- _GOAL_: Copy out every line of the data exactly.
start
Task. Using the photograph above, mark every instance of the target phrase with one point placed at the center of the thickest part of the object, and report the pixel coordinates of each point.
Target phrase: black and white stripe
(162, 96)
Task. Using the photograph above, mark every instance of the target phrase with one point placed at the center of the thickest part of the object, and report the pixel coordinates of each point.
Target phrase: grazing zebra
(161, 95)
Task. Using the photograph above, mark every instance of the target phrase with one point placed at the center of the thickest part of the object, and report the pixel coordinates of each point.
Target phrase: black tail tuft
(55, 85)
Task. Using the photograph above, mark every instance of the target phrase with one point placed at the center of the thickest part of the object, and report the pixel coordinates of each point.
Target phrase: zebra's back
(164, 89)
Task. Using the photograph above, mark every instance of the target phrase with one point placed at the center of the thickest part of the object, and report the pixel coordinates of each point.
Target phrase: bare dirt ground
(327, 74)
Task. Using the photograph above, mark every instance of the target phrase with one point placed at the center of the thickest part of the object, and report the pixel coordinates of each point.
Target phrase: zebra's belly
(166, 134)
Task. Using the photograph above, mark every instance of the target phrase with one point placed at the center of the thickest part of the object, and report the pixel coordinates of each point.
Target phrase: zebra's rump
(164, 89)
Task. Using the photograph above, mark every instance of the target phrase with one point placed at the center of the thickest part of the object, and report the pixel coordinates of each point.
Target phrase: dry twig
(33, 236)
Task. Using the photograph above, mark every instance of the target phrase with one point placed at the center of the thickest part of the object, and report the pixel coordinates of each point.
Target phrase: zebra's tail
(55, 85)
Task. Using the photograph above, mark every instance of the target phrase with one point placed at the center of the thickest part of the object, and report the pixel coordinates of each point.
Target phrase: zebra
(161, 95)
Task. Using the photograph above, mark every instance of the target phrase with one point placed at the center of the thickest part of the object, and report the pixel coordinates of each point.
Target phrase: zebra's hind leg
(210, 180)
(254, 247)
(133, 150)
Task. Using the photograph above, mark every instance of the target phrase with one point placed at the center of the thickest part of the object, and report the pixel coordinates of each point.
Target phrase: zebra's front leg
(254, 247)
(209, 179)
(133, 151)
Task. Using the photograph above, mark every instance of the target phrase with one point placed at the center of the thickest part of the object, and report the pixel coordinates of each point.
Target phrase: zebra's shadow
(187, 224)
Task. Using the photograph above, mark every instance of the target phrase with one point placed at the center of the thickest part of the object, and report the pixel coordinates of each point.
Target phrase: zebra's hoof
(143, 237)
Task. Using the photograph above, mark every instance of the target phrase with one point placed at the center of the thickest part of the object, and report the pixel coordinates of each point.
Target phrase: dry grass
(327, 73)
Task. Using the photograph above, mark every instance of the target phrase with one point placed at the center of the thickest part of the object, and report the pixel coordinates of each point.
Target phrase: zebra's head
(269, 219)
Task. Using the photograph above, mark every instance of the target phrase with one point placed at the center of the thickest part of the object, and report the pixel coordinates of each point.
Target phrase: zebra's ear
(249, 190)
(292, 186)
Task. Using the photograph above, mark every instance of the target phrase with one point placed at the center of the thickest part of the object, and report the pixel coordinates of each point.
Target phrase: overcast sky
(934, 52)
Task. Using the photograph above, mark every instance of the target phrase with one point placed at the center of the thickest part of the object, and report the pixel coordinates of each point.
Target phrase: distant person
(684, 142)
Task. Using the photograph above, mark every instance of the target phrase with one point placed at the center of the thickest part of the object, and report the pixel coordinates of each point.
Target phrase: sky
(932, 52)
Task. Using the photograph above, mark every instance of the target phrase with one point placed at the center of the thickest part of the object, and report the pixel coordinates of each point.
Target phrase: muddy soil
end
- _RESULT BELOW_:
Task. Using the photograph above, mark every instance of the target phrase with one point placed at the center of the thickest part of the object, and report the pixel coordinates of each point.
Target phrase: black and white stripe
(162, 96)
Task. Using the photograph above, mark every instance of the target phrase with one point placed at the center of the thickest part of the object, and report the pixel coordinates of each point.
Target phrase: grazing zebra
(161, 95)
Task. Using the photograph above, mark every instance of the target phrase with one point placed at the center of the thickest part of the object, and report the pixel coordinates of each point.
Target phrase: black tail tuft
(55, 85)
Task. Using the photograph above, mark every instance of the target phrase with one point placed at the center of the thickest part of the object, and report the pixel coordinates of each point.
Target phrase: zebra's back
(164, 89)
Task. Using the photograph above, mark every instance of the target phrase with one point placed at the center of the thickest part of the object, and report the pixel coordinates of each point.
Target phrase: bare dirt ground
(327, 74)
Task. Using the photograph above, mark every instance of the target phrase with one point placed at the center of the thickest part of the object, and report the pixel coordinates of each point.
Target phrase: zebra's belly
(166, 134)
Task. Using the photograph above, mark every instance of the target phrase with one point placed at the center of the thickest part of the object, and report the pixel coordinates of each point.
Target phrase: zebra's rump
(164, 89)
Task. Using the photograph above, mark every instance of the target phrase with one point placed at the center of the thickest part of the object, and report the pixel coordinates of each point.
Target phrase: dry twig
(33, 236)
Task. Using the photograph above, mark every instance of the target phrase with one point placed at the center of the thickest part of the object, and report the pixel coordinates of each point.
Target phrase: zebra's tail
(55, 85)
Task. Using the photograph above, mark every instance of the target phrase with one point placed at the center of the thickest part of the object, and report the pixel coordinates of each point.
Target phrase: zebra
(161, 95)
Task. Using the photograph above, mark every instance of the target phrase with one point placed at the center of the thickest part of the object, and report the pixel coordinates of each point.
Target phrase: zebra's hind leg
(210, 180)
(254, 247)
(133, 150)
Task. Using the photograph above, mark every instance of the target phrase with one point placed at the center of the thickest part of the object, and report the pixel coordinates of each point.
Target phrase: zebra's front leg
(254, 247)
(209, 179)
(133, 151)
Task. Using the photograph above, mark every instance of the target phrase with one point placed at the center of the thickest part of the object, and report the pixel coordinates of each point.
Target phrase: zebra's shadow
(187, 224)
Task. Using the photograph above, mark every instance of the target phrase with one point placed at the center of the thickest part of the object, and report the pixel coordinates of each point.
Target phrase: zebra's hoof
(143, 237)
Task. Using the photograph above, mark every instance of the target phrase with one point placed at the center of the thickest part of the object, and report the pixel coordinates of each point.
Target phrase: dry grass
(327, 73)
Task. Using the photograph above, mark every instance of the target phrase with one point placed at the center of the thickest part of the object, and report the pixel coordinates of each point.
Target phrase: zebra's head
(269, 219)
Task. Using the photograph above, mark every instance of the target phrase with one point placed at the center of the thickest part of the object, and report the pixel coordinates of each point.
Target phrase: zebra's ear
(249, 190)
(292, 186)
Task. Using the photograph above, mark every instance of the target phrase with one point placed at the center of the thickest part of the object, and report the pixel coordinates of each point.
Target phrase: overcast sky
(934, 52)
Task. Using the photograph above, mark every instance of the target phrase with one point placed at the center of the thickest part of the object, and report the pixel coordinates of each point.
Target phrase: distant person
(684, 142)
Task. Using the photograph above, mark every instance of the target phrase with one point placed at the center of the thickest part of the object, and report the pixel coordinates of each point.
Target phrase: sky
(932, 52)
Task. Using the photograph above, mark every instance of the target phrase with one point placed at the center of the thickest part of the object, and report the pixel coordinates of each point.
Target phrase: muddy soil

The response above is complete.